--- start READING PASSAGE ---

ARDE (Aspect Ratio Dependent Etching) is an effect where features with a high aspect ration (depth/width) have a higher etch rate then those with a small aspect ratio. Under certain conditions this effect can be reversed and is then called reverse ARDE. RIElag is a synonym for ARDE.
The following experiments were conducted in a magnetically enhanced reactive ion etcher (MERIE). Slide 1 describes a method for measuring ARDE where a series of contact holes with variable CD’s is printed and etched simultaneously. The etch depth for each hole size is measured by cross section SEM. This method allows to determine the average etch rate as a function of CD and etch time, final etch depth and final aspect ration. It requires that features with variable CD's are part of the photomask.

--- end READING PASSAGE ---
--- start COLLECTED MATERIAL ---

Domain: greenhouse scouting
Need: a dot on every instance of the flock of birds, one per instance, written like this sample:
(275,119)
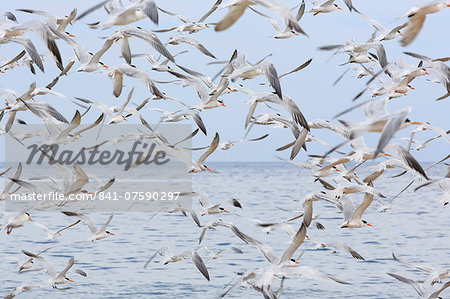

--- end COLLECTED MATERIAL ---

#### YOUR OBJECTIVE:
Reproduce word for word the portion of the passage on aspect ratio dependent etching that starts at "ARDE (Aspect Ratio" and ends at "of the photomask.".

#### TASK RESULT:
ARDE (Aspect Ratio Dependent Etching) is an effect where features with a high aspect ration (depth/width) have a higher etch rate then those with a small aspect ratio. Under certain conditions this effect can be reversed and is then called reverse ARDE. RIElag is a synonym for ARDE.
The following experiments were conducted in a magnetically enhanced reactive ion etcher (MERIE). Slide 1 describes a method for measuring ARDE where a series of contact holes with variable CD’s is printed and etched simultaneously. The etch depth for each hole size is measured by cross section SEM. This method allows to determine the average etch rate as a function of CD and etch time, final etch depth and final aspect ration. It requires that features with variable CD's are part of the photomask.